Instruction: Set out the lines from the first one through the line holding "[[477, 141]]", inclusive, as a JSON list of strings, one string per line, omitting blank lines and the pictures.

Raw records:
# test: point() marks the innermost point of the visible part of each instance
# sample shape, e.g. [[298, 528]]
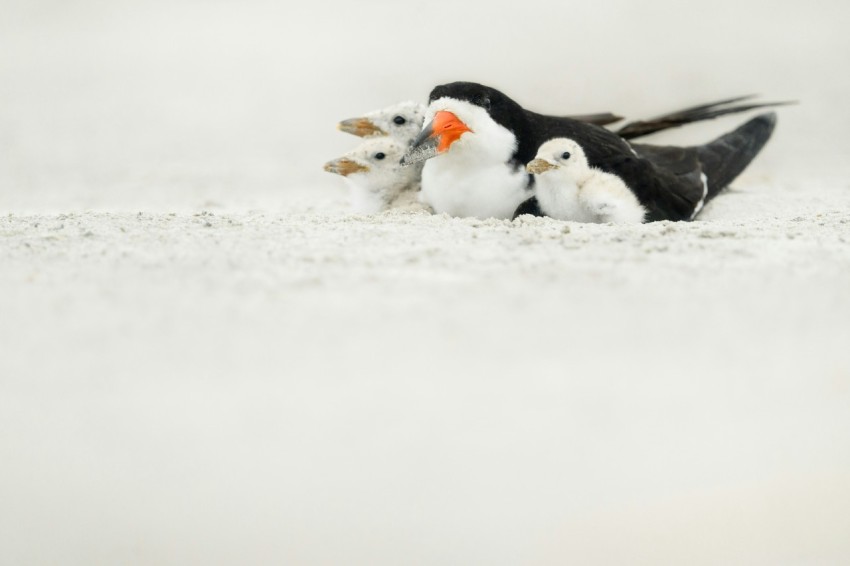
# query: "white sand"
[[206, 361]]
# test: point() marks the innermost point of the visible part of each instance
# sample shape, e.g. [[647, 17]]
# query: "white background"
[[275, 382]]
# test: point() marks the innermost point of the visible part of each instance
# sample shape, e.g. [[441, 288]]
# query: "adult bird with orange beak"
[[477, 141]]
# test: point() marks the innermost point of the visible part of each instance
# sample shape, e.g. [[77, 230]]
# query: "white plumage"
[[375, 177], [401, 121], [475, 178], [567, 188]]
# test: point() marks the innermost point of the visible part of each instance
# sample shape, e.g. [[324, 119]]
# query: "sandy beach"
[[205, 359]]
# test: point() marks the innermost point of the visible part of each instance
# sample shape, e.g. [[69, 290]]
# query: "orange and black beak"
[[436, 138], [345, 167], [361, 127]]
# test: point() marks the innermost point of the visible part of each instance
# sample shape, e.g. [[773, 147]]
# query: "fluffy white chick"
[[376, 178], [567, 188], [402, 121]]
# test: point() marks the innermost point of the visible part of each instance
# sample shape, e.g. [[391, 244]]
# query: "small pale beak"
[[539, 166], [345, 167], [436, 137], [361, 127]]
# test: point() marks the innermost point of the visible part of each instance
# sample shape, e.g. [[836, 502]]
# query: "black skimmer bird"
[[375, 176], [567, 188], [482, 141]]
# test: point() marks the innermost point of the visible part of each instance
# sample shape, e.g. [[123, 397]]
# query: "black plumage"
[[666, 180]]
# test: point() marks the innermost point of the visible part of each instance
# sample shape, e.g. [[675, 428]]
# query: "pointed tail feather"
[[726, 157], [601, 119], [693, 114]]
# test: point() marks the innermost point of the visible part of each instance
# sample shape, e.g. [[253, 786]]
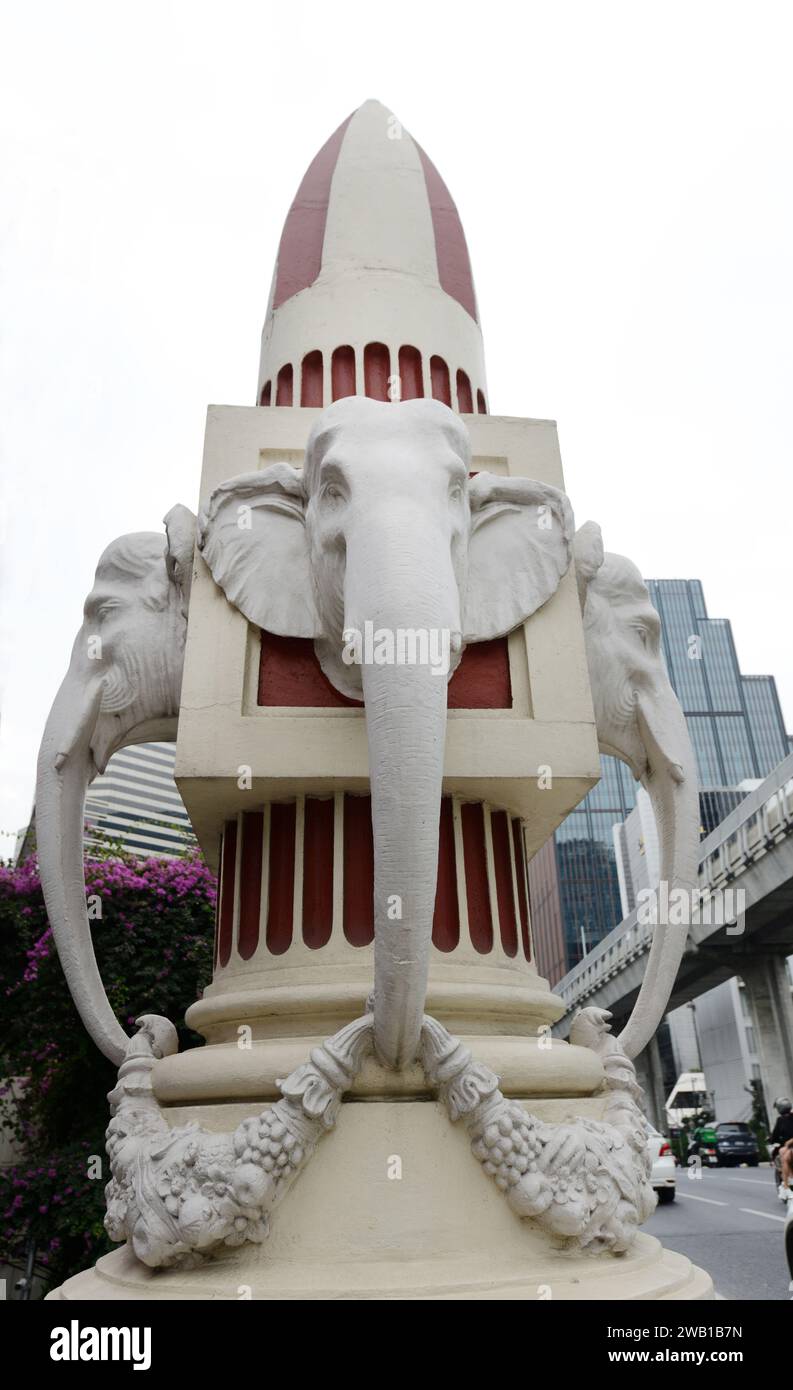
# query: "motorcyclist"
[[782, 1141]]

Written response:
[
  "# test: point() marks the innermost point of the visible part of each instance",
  "# sample shape, e.g. [[298, 528]]",
  "# query: \"white sand\"",
  "[[206, 361]]",
  "# test: point() marks the innermost point of the visible part of each instance",
  "# sample shape, e.g. [[647, 17]]",
  "# query: \"white background\"",
  "[[275, 382]]",
  "# test: point() marks the innermost point of the visible part of each instance",
  "# sample shape, e.g. [[441, 288]]",
  "# query: \"adult bird with orange beak\"",
  "[[477, 141]]"
]